● The task
Count the lines in the records below that contain the string "fence". Reply with the number only.

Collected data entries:
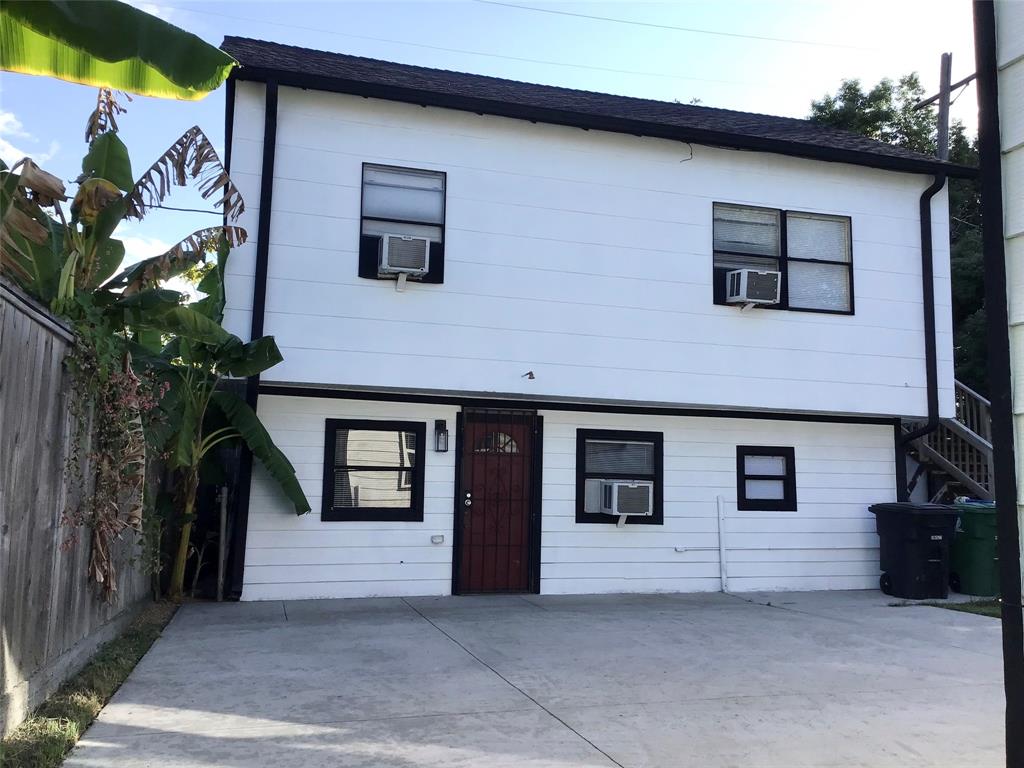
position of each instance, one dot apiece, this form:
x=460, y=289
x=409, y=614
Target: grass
x=44, y=739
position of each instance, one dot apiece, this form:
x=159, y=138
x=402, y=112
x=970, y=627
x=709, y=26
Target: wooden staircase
x=957, y=456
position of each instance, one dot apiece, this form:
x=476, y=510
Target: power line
x=653, y=26
x=187, y=9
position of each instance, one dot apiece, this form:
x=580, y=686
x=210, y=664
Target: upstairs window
x=401, y=202
x=608, y=456
x=766, y=479
x=373, y=470
x=812, y=252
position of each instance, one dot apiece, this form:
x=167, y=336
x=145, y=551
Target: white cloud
x=11, y=128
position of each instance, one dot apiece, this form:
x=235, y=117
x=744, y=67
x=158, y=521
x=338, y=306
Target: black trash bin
x=913, y=548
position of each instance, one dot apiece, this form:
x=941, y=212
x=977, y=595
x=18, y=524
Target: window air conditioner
x=753, y=287
x=402, y=254
x=635, y=498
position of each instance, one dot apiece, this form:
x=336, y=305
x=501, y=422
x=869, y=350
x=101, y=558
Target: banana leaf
x=108, y=158
x=251, y=358
x=109, y=44
x=259, y=441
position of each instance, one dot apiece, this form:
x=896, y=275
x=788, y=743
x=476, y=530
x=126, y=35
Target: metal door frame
x=534, y=512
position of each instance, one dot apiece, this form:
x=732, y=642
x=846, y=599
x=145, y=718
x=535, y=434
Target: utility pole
x=945, y=91
x=942, y=139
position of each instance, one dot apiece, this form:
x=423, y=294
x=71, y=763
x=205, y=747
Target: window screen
x=406, y=202
x=373, y=470
x=765, y=478
x=818, y=261
x=812, y=251
x=402, y=201
x=614, y=455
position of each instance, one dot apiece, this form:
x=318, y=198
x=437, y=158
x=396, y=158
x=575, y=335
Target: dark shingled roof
x=370, y=77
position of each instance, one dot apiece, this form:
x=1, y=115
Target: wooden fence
x=51, y=620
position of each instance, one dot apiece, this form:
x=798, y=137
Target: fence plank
x=50, y=617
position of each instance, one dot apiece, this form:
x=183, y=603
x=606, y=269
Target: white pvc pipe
x=722, y=559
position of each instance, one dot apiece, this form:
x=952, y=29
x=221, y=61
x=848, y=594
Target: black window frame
x=788, y=501
x=370, y=244
x=657, y=438
x=718, y=273
x=414, y=513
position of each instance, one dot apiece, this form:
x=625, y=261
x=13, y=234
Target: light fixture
x=440, y=436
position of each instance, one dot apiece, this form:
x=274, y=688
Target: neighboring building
x=570, y=331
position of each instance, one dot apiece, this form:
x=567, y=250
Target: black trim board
x=283, y=390
x=657, y=438
x=414, y=513
x=999, y=382
x=596, y=122
x=240, y=528
x=783, y=259
x=788, y=501
x=370, y=245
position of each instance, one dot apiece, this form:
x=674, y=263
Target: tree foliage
x=886, y=113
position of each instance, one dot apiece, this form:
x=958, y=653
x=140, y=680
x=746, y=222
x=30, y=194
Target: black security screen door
x=497, y=531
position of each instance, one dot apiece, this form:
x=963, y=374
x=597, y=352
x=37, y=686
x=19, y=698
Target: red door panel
x=495, y=502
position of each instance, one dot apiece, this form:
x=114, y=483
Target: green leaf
x=109, y=44
x=256, y=437
x=186, y=323
x=108, y=158
x=252, y=358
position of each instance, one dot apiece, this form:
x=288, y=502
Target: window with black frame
x=812, y=251
x=373, y=470
x=766, y=478
x=401, y=203
x=608, y=457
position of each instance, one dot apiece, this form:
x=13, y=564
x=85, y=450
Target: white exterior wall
x=583, y=256
x=1010, y=59
x=289, y=556
x=828, y=543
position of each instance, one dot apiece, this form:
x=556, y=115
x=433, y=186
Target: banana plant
x=72, y=263
x=203, y=414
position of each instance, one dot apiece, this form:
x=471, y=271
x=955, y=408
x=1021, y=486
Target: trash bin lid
x=976, y=506
x=912, y=508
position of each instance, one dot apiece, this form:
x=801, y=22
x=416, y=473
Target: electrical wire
x=285, y=25
x=691, y=30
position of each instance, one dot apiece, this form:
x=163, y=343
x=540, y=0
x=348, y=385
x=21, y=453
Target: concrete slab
x=769, y=680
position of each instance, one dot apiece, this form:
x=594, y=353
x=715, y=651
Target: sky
x=772, y=56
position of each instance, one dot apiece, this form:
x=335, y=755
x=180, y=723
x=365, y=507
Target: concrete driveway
x=813, y=679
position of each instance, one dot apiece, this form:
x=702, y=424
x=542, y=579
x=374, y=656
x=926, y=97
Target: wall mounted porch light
x=440, y=436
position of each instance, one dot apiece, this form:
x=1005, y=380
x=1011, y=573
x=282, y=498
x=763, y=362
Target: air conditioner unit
x=753, y=287
x=402, y=254
x=634, y=498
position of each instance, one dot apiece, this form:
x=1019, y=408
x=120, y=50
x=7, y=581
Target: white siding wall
x=290, y=556
x=1010, y=58
x=581, y=255
x=828, y=543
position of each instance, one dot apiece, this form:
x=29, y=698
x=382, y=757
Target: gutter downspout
x=1000, y=367
x=928, y=295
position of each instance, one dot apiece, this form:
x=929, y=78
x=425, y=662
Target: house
x=511, y=358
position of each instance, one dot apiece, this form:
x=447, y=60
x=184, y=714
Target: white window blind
x=749, y=230
x=403, y=194
x=814, y=237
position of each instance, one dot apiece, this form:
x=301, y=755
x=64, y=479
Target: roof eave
x=597, y=122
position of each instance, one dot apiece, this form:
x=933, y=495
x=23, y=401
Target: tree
x=886, y=113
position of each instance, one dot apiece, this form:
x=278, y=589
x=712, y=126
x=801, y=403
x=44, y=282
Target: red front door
x=495, y=537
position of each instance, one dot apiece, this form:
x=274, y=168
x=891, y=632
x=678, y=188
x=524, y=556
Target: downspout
x=928, y=296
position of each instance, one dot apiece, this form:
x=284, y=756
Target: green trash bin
x=974, y=563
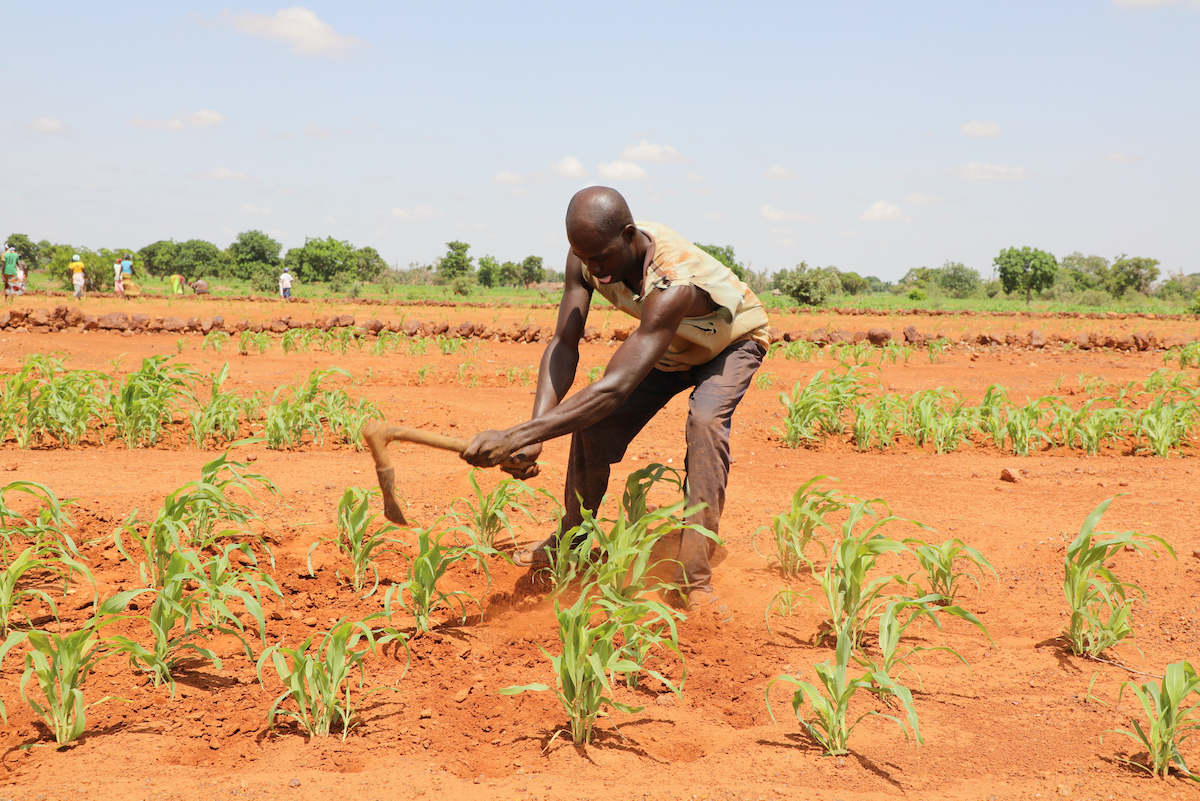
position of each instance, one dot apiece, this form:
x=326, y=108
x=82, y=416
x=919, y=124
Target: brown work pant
x=717, y=389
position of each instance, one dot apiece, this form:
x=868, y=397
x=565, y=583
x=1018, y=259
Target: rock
x=879, y=337
x=113, y=321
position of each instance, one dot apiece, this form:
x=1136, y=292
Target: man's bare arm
x=661, y=314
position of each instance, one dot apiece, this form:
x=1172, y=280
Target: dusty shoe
x=534, y=554
x=709, y=603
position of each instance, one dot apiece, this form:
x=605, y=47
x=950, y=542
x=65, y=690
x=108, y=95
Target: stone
x=113, y=321
x=879, y=336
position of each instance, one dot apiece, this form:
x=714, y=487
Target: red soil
x=1023, y=718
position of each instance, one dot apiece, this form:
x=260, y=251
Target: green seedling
x=1169, y=720
x=829, y=724
x=355, y=538
x=939, y=564
x=792, y=531
x=318, y=681
x=484, y=518
x=1099, y=607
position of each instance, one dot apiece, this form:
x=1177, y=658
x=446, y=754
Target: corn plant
x=850, y=597
x=895, y=620
x=425, y=570
x=355, y=538
x=591, y=656
x=1169, y=720
x=1099, y=607
x=60, y=664
x=49, y=558
x=792, y=531
x=829, y=724
x=144, y=402
x=639, y=483
x=319, y=680
x=485, y=517
x=939, y=564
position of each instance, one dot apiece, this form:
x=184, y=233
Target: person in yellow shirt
x=78, y=276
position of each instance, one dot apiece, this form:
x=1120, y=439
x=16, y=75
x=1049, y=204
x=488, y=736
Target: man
x=701, y=330
x=10, y=270
x=78, y=276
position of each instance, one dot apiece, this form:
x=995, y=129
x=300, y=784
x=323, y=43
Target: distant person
x=78, y=276
x=10, y=270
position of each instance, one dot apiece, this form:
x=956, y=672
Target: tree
x=321, y=259
x=532, y=270
x=725, y=256
x=251, y=251
x=28, y=251
x=1025, y=269
x=510, y=273
x=808, y=285
x=455, y=263
x=196, y=258
x=852, y=283
x=489, y=271
x=159, y=258
x=1132, y=272
x=958, y=279
x=1086, y=271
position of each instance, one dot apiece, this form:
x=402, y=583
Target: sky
x=870, y=136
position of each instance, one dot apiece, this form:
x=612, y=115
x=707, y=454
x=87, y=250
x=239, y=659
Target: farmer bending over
x=701, y=330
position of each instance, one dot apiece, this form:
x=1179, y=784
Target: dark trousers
x=717, y=389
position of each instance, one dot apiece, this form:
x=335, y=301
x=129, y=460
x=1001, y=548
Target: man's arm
x=661, y=314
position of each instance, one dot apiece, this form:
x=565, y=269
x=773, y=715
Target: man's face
x=607, y=260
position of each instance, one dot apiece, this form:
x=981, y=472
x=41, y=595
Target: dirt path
x=1015, y=722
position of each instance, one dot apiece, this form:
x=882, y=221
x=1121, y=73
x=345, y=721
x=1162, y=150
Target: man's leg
x=595, y=449
x=720, y=385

● Correct result
2